[START OF Records for this exercise]

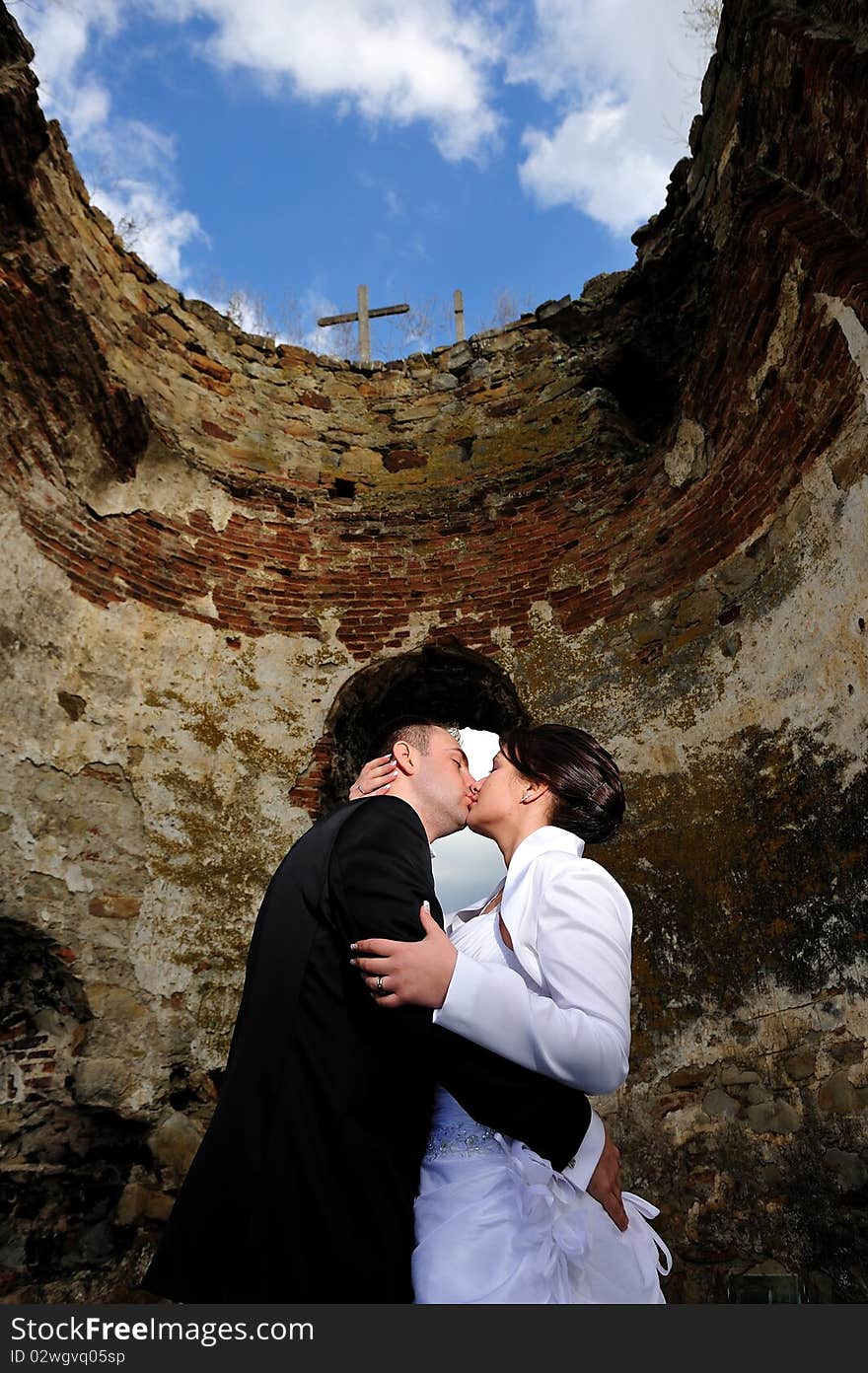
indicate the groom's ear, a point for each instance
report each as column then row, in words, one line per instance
column 402, row 756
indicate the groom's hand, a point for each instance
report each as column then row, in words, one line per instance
column 605, row 1185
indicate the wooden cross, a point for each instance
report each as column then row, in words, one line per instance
column 364, row 318
column 458, row 305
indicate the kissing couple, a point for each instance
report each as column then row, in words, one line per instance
column 404, row 1113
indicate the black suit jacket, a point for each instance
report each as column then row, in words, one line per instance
column 304, row 1185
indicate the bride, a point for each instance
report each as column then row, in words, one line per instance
column 540, row 973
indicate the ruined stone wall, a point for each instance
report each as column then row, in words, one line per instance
column 641, row 511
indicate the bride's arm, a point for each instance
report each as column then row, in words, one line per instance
column 580, row 1030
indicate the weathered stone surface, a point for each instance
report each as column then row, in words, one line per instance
column 643, row 511
column 174, row 1145
column 801, row 1064
column 838, row 1095
column 850, row 1172
column 773, row 1117
column 721, row 1104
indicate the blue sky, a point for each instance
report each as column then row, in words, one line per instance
column 273, row 154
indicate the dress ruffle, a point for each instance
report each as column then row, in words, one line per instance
column 496, row 1223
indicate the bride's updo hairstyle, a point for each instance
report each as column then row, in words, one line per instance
column 584, row 780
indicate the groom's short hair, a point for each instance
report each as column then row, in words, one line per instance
column 412, row 729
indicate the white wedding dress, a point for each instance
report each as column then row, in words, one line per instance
column 494, row 1223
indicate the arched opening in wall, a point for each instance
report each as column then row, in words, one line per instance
column 440, row 682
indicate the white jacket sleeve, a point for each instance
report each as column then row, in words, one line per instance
column 577, row 1027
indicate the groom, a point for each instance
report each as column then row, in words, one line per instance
column 304, row 1185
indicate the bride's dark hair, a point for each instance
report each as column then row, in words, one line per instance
column 583, row 777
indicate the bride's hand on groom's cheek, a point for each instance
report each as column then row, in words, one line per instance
column 374, row 778
column 408, row 973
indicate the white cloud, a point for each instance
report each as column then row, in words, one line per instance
column 150, row 224
column 396, row 60
column 626, row 79
column 126, row 164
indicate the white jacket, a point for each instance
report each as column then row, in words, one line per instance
column 567, row 1013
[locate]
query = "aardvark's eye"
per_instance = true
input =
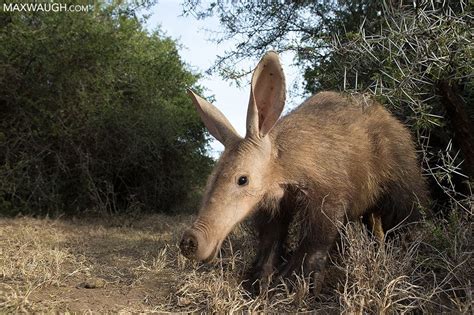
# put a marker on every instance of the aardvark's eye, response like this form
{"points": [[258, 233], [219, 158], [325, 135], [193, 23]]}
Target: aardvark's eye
{"points": [[243, 180]]}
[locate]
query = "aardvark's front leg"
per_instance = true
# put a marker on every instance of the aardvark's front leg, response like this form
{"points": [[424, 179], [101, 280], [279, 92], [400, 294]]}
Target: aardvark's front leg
{"points": [[272, 231], [319, 234]]}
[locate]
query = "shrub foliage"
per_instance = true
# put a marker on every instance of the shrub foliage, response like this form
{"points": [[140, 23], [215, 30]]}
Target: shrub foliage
{"points": [[414, 56], [94, 115]]}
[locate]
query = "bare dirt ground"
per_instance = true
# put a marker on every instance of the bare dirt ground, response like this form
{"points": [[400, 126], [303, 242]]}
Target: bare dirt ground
{"points": [[134, 265]]}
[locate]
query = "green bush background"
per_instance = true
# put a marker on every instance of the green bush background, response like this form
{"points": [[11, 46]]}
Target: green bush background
{"points": [[94, 116]]}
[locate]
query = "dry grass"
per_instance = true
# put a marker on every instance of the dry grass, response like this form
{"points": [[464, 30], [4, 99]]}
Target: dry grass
{"points": [[134, 265]]}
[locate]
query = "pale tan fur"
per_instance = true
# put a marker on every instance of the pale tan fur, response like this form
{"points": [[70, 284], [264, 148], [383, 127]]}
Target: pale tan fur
{"points": [[334, 158]]}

[END OF Records for this exercise]

All the records need to be repeated exactly, with the images dropped.

• Complete answer:
indicate the groom's ear, a point for each instance
report each as column then row, in words, one line per instance
column 402, row 756
indicate the groom's hand, a point for each instance
report each as column then row, in words, one line per instance
column 605, row 1185
indicate the wooden cross, a point for each instance
report each as column then row, in words, one line per instance
column 364, row 318
column 458, row 305
indicate the kissing couple, a point for each instance
report each as column then row, in words, one line per instance
column 404, row 1113
indicate the black suit jacket, a point for each instance
report each as column then row, in words, one line per instance
column 304, row 1185
indicate the bride, a point for each instance
report each as column then row, in words, one line per instance
column 540, row 973
indicate the ruined stone wall, a point for each instance
report each as column then row, in words, one line per instance
column 641, row 511
indicate the bride's arm, a point for each instance
report each as column then row, in words, one line per instance
column 580, row 1030
indicate the weathered stone surface, a point for each instance
report each as column then row, in words, one line per instance
column 643, row 511
column 174, row 1145
column 801, row 1064
column 838, row 1095
column 850, row 1172
column 773, row 1117
column 721, row 1104
indicate the blue sky, a point for each instance
report each as column then row, in words, one line per instance
column 273, row 154
indicate the dress ruffle, a point for each instance
report each as column then row, in words, one line per instance
column 496, row 1223
indicate the bride's updo hairstyle, a point for each instance
report each as column then row, in words, one line per instance
column 584, row 780
indicate the groom's short hair, a point for each instance
report each as column then row, in words, one line per instance
column 412, row 729
indicate the white wedding dress, a point for each instance
report each as column then row, in words, one line per instance
column 494, row 1223
indicate the arched opening in wall, a point for each instance
report each as column then row, in words, one line per instance
column 440, row 682
indicate the white jacket sleeve, a point for each instance
report each as column then row, in words, one line per instance
column 577, row 1027
indicate the groom, a point for each instance
report each as column then row, in words, one line per instance
column 304, row 1185
indicate the bride's dark hair, a point for each instance
report each as column then row, in words, one line per instance
column 583, row 777
indicate the bride's hand on groom's cheek, a point for each instance
report each as column then row, in words, one line per instance
column 374, row 778
column 408, row 973
indicate the white cloud, a point for each instance
report each as column then row, in words, one line per instance
column 150, row 224
column 396, row 60
column 626, row 79
column 126, row 164
indicate the white jacket, a point for each instance
report each as column then row, in words, one line per instance
column 567, row 1013
[locate]
query = "aardvark's eye"
per_instance = true
input =
# put a marker on every instance of the aardvark's eye, response like this form
{"points": [[258, 233], [219, 158], [325, 135], [193, 23]]}
Target: aardvark's eye
{"points": [[243, 180]]}
[locate]
query = "aardvark's front leg"
per_instance = true
# put a marker on every instance of the aardvark's front leg, response like this form
{"points": [[424, 179], [101, 280], [279, 92], [400, 294]]}
Target: aardvark's front leg
{"points": [[272, 231], [319, 234]]}
[locate]
query = "shrub foliage"
per_instance = true
# put a marker on every instance of the shrub foliage, response like this form
{"points": [[140, 23], [215, 30]]}
Target: shrub foliage
{"points": [[414, 56], [94, 115]]}
[locate]
query = "bare dirt ground"
per_instance = true
# put a marker on every instance of the bare dirt ground, response like this form
{"points": [[400, 126], [303, 242]]}
Target: bare dirt ground
{"points": [[134, 265]]}
[locate]
query = "green bush background"
per_instance = true
# put a marker on every instance of the green bush background, response like this form
{"points": [[11, 46]]}
Target: green bush background
{"points": [[94, 116]]}
[locate]
query = "dry grass"
per_instance = true
# put a marker on every instance of the dry grass, response like this form
{"points": [[464, 30], [4, 99]]}
Target: dry grass
{"points": [[134, 265]]}
[locate]
query = "pale tan fur"
per_instance = true
# put a marker on every instance of the pale tan fur, response like this form
{"points": [[70, 284], [264, 148], [383, 127]]}
Target: pale tan fur
{"points": [[334, 158]]}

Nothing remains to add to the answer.